§ **INSTRUCTIONS TO FOLLOW**
Exactly reproduce each record listed below.
───── DATA PROVIDED ─────
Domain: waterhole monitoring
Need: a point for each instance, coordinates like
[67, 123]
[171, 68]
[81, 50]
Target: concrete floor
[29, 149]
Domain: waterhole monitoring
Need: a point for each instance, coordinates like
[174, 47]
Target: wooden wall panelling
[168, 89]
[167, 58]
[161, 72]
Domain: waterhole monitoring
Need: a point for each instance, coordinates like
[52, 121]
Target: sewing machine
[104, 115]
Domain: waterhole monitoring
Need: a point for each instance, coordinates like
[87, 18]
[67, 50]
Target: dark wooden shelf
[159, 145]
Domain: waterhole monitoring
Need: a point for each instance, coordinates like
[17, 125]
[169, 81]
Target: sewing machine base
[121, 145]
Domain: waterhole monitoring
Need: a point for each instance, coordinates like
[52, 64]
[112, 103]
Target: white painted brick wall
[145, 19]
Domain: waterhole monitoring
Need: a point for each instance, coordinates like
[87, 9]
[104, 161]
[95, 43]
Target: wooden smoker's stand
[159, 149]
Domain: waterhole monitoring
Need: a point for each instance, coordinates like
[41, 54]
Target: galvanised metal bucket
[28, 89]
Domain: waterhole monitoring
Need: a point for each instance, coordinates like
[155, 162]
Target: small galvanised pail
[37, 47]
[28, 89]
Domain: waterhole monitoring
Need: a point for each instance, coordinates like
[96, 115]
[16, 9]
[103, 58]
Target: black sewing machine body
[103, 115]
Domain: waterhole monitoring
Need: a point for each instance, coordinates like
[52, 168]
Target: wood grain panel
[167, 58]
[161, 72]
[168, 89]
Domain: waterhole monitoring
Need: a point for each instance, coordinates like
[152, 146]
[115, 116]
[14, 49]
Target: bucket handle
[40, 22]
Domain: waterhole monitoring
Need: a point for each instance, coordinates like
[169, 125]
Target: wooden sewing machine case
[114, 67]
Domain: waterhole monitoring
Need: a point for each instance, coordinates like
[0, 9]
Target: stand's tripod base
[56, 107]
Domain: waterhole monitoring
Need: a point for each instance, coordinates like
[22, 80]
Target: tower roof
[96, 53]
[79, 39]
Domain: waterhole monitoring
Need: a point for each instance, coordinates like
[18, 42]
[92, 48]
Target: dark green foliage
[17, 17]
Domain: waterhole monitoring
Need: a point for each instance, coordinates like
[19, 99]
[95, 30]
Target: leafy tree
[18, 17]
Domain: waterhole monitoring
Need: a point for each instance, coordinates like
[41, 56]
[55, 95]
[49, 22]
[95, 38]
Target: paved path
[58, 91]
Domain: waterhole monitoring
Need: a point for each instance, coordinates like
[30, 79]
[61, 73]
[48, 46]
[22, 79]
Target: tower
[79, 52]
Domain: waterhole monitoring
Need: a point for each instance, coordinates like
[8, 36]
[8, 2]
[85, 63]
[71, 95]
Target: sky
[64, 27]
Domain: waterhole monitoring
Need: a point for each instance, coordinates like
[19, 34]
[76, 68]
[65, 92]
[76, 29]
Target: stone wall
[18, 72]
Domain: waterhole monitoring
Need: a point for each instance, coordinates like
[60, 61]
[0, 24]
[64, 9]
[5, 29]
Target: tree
─────
§ **ANSWER TO THIS EXERCISE**
Domain: waterhole monitoring
Need: a point for each instance, coordinates like
[67, 123]
[171, 68]
[81, 50]
Target: concrete floor
[29, 149]
Domain: waterhole monitoring
Need: a point for each instance, coordinates like
[174, 47]
Target: wooden wall panelling
[168, 89]
[167, 58]
[161, 72]
Domain: waterhole monitoring
Need: a point for each instance, coordinates like
[52, 121]
Target: sewing machine
[104, 115]
Domain: waterhole monitoring
Need: a point for each instance, coordinates like
[87, 18]
[67, 50]
Target: dark wooden shelf
[159, 145]
Domain: waterhole monitoring
Need: a point for each instance, coordinates like
[17, 125]
[169, 81]
Target: sewing machine base
[121, 145]
Domain: waterhole monitoring
Need: a point for each instance, coordinates like
[52, 64]
[112, 103]
Target: white painted brick wall
[145, 19]
Domain: waterhole monitoring
Need: a point for each instance, coordinates like
[87, 9]
[104, 161]
[95, 43]
Target: wooden smoker's stand
[159, 149]
Domain: waterhole monitoring
Need: a point for each instance, coordinates like
[41, 54]
Target: galvanised metal bucket
[28, 89]
Domain: waterhole monitoring
Need: a point for each instance, coordinates like
[155, 162]
Target: small galvanised pail
[37, 47]
[28, 89]
Domain: waterhole monitoring
Need: a point for each instance, coordinates like
[96, 115]
[16, 9]
[103, 58]
Target: black sewing machine body
[103, 115]
Domain: waterhole monitoring
Need: a point for each instance, coordinates like
[52, 168]
Target: wood grain panel
[167, 58]
[161, 72]
[168, 89]
Domain: waterhole monitoring
Need: a point for each instance, coordinates like
[152, 146]
[115, 116]
[14, 49]
Target: bucket handle
[40, 22]
Domain: waterhole monitoring
Need: a point for each instance, coordinates like
[169, 125]
Target: wooden sewing machine case
[114, 67]
Domain: waterhole monitoring
Need: a point for each instance, coordinates like
[0, 9]
Target: stand's tripod base
[56, 107]
Domain: waterhole monitoring
Need: a point for each instance, coordinates like
[22, 80]
Target: tower roof
[96, 53]
[79, 39]
Domain: waterhole monitoring
Need: a point for each instance, coordinates like
[18, 42]
[92, 48]
Target: dark green foliage
[17, 17]
Domain: waterhole monitoring
Need: a point for each instance, coordinates like
[19, 99]
[95, 30]
Target: leafy tree
[18, 17]
Domain: waterhole monitoring
Need: a point for each instance, coordinates like
[41, 56]
[55, 95]
[49, 22]
[95, 38]
Target: paved path
[58, 91]
Domain: waterhole monitoring
Need: a point for each instance, coordinates like
[30, 79]
[61, 73]
[48, 46]
[22, 79]
Target: tower
[79, 52]
Domain: waterhole monitoring
Need: a point for each instance, coordinates like
[8, 36]
[8, 2]
[85, 63]
[71, 95]
Target: sky
[64, 27]
Domain: waterhole monitoring
Need: a point for each instance, coordinates like
[19, 34]
[76, 68]
[65, 92]
[76, 29]
Target: stone wall
[18, 72]
Domain: waterhole monitoring
Need: a point for each instance, coordinates like
[60, 61]
[0, 24]
[64, 9]
[5, 29]
Target: tree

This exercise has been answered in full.